● **ASSIGNED TASK**:
Could you restate all of the entries, word for word?

---------- DATA LISTING

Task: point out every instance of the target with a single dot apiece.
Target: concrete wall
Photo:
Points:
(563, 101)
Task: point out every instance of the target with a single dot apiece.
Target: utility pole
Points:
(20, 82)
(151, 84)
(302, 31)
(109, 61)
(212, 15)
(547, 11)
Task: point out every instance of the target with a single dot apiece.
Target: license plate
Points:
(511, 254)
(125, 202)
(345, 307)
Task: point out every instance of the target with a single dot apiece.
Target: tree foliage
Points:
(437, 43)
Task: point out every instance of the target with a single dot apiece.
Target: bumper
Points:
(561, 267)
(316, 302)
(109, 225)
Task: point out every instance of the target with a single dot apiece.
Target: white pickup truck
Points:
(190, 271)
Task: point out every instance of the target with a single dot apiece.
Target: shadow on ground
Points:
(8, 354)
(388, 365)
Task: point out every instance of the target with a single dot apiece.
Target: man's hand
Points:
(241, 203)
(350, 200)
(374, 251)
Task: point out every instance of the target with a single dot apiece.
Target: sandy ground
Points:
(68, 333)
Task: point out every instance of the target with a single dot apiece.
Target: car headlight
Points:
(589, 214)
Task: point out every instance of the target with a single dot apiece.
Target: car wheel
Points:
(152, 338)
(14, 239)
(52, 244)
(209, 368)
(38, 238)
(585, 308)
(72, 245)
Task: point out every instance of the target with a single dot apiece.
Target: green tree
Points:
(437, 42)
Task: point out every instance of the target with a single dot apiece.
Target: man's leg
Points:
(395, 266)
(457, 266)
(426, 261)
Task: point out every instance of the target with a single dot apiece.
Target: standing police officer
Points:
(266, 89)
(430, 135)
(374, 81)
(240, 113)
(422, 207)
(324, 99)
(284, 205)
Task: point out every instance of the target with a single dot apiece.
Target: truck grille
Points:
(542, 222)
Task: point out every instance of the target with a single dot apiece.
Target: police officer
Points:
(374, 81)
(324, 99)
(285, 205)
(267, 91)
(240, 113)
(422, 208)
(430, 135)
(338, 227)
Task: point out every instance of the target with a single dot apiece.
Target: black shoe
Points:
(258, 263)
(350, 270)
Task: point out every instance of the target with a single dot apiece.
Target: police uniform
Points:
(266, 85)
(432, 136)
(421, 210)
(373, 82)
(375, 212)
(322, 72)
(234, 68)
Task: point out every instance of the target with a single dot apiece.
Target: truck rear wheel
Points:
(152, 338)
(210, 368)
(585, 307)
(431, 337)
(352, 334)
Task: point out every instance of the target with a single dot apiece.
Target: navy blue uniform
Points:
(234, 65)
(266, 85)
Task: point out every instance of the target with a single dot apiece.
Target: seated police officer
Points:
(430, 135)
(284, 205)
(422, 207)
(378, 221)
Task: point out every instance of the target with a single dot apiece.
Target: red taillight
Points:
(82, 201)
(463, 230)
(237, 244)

--------------------

● **RESPONSE BOX**:
Task: point out every instance of the target with a single dot apiece.
Target: concrete wall
Photo:
Points:
(563, 101)
Task: point out every instance of the target with a single dot apiece.
Target: utility pole
Points:
(20, 82)
(151, 84)
(302, 31)
(109, 61)
(212, 15)
(547, 11)
Task: point out every instance of the target with a single dot apiece.
Target: license plate
Points:
(511, 254)
(125, 202)
(345, 307)
Task: point out every instance of the target with a single dot apiece.
Target: tree foliage
Points:
(437, 43)
Task: point out every instance of the target with a single dot apiece.
Target: bumper
Points:
(561, 267)
(316, 302)
(109, 225)
Task: point out every instance of the target with a single dot apiece.
Target: white pickup truck
Points:
(190, 271)
Task: point out every instance of the target with a single dot apiece.
Target: shadow on ground
Points:
(8, 354)
(388, 365)
Task: point out every instance of the target with a single dot apiece.
Target: man's hand
Points:
(241, 203)
(350, 200)
(374, 251)
Task: point out every instance of the target with a single dot apiece.
Target: sandy ground
Points:
(68, 333)
Task: point out every instance of the target with a single dot apiece.
Target: car headlight
Points:
(589, 214)
Task: point out every instance of the target with a single dot apiece.
Target: car wheel
Points:
(152, 338)
(14, 239)
(52, 244)
(209, 368)
(38, 238)
(585, 308)
(72, 245)
Task: point out every instance of the target with a single dot apiece.
Target: green tree
Points:
(437, 42)
Task: point out every instance of the target with a single dot apiece.
Target: man's leg
Points:
(395, 266)
(457, 266)
(426, 261)
Task: point out every instance of the target with a single dot apiece.
Target: standing police officer
Points:
(266, 89)
(430, 135)
(374, 81)
(240, 113)
(422, 207)
(324, 99)
(284, 205)
Task: point out every instance of the target with a single dot apiece.
Target: truck grille
Points:
(542, 222)
Task: point out every instance of the target with a single dot apiece.
Target: police officer
Points:
(374, 81)
(324, 99)
(285, 205)
(267, 91)
(240, 113)
(422, 208)
(430, 135)
(338, 227)
Task: point out every instance of the target with a single dot apiece.
Target: black shoe
Points:
(258, 263)
(350, 270)
Task: point out every instance of the target with a single dot apiece.
Target: police uniform
Points:
(266, 85)
(432, 136)
(421, 210)
(373, 82)
(375, 212)
(322, 72)
(234, 68)
Task: point out every instance of the target with a single dot apiece.
Target: truck rear wheel
Points:
(152, 338)
(210, 368)
(585, 307)
(431, 337)
(352, 334)
Task: point out every instance of the target with a single dot apiece.
Target: navy blue uniform
Points:
(234, 65)
(266, 85)
Task: point out every instance of the target with a single dot apiece.
Target: seated police officer
Points:
(430, 135)
(284, 205)
(422, 207)
(378, 221)
Task: point out every instance of the target with a single dot apiece.
Target: red taillight
Points:
(82, 201)
(463, 230)
(237, 244)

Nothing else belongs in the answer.